→ **What needs to be done**
Select every line in the items below that contains the word "bike" and copy those lines out.

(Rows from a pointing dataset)
• • •
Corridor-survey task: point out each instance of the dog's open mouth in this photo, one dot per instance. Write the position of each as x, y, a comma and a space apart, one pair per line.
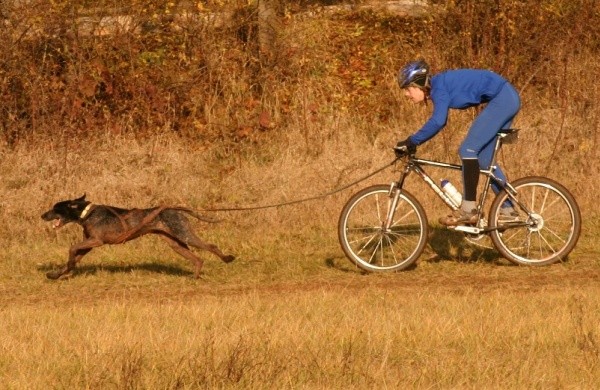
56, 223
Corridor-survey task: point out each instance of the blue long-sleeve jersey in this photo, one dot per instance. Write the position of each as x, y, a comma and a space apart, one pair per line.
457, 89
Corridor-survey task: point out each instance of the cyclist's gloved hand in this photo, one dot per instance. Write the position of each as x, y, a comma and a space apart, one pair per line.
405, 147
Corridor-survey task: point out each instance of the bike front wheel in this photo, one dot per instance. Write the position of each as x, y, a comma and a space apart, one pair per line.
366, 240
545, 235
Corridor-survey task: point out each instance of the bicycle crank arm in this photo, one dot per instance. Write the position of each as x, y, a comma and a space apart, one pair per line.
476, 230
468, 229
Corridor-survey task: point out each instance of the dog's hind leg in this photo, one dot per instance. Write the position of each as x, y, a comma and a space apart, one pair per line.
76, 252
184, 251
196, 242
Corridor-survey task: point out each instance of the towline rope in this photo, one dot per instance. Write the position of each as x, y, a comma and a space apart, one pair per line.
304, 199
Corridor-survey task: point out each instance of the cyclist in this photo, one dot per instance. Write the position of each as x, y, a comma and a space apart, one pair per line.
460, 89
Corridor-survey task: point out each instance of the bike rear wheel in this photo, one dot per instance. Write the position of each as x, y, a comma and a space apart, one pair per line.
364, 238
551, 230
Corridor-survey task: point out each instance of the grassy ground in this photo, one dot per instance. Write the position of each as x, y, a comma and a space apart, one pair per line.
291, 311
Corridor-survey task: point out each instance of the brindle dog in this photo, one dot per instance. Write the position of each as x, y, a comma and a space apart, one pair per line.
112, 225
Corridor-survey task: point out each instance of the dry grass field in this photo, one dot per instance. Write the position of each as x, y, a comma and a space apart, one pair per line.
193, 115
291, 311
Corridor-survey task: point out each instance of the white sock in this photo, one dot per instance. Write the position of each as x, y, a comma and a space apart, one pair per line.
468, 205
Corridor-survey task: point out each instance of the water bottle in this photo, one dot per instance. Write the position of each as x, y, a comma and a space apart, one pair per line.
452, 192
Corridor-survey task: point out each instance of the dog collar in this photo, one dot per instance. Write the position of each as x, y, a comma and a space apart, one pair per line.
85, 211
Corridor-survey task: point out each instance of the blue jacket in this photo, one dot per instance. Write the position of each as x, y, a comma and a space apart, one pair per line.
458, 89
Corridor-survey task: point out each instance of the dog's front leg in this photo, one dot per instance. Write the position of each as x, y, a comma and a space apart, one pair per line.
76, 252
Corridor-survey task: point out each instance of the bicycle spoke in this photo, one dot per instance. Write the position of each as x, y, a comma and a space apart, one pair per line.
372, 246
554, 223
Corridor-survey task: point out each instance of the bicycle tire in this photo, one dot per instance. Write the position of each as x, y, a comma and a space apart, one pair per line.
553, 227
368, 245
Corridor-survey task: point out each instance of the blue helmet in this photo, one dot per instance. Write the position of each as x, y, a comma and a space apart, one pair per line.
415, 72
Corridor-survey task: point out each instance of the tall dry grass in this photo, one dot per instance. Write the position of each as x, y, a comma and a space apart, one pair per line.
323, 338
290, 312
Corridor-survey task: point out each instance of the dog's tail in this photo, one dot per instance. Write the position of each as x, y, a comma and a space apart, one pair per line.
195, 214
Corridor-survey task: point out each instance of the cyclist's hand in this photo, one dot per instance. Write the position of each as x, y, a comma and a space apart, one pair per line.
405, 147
• • •
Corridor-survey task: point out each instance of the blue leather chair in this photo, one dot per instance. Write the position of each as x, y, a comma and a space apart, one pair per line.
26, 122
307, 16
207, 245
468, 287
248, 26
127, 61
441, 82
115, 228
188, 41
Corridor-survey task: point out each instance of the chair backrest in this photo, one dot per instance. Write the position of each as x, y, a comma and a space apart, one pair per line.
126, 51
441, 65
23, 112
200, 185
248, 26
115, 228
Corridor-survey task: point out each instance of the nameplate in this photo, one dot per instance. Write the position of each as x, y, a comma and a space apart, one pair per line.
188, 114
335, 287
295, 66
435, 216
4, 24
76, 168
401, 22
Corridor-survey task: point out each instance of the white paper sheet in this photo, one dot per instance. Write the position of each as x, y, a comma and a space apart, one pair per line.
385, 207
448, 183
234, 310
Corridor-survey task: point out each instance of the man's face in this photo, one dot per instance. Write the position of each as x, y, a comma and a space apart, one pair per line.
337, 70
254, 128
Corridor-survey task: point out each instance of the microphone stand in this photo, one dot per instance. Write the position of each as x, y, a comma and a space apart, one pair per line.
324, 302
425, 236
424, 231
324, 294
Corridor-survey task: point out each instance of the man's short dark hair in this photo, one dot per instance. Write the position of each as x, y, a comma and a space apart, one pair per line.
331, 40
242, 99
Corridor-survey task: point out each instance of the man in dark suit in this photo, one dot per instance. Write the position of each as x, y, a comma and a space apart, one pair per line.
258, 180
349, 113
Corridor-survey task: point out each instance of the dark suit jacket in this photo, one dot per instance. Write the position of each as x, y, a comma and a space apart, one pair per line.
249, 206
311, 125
• • •
→ **Answer below**
Corridor-survey task: point out each instance of the bike front wheel in this photo, one dot per instance. Write the position of each as x, y, a comma and a space apart, one pair per line.
Corridor-survey task: point out each instance of the bike rear wheel in this photo, one dot per instance. Write the position of each as x, y, a comma and a space apart, one pair per line.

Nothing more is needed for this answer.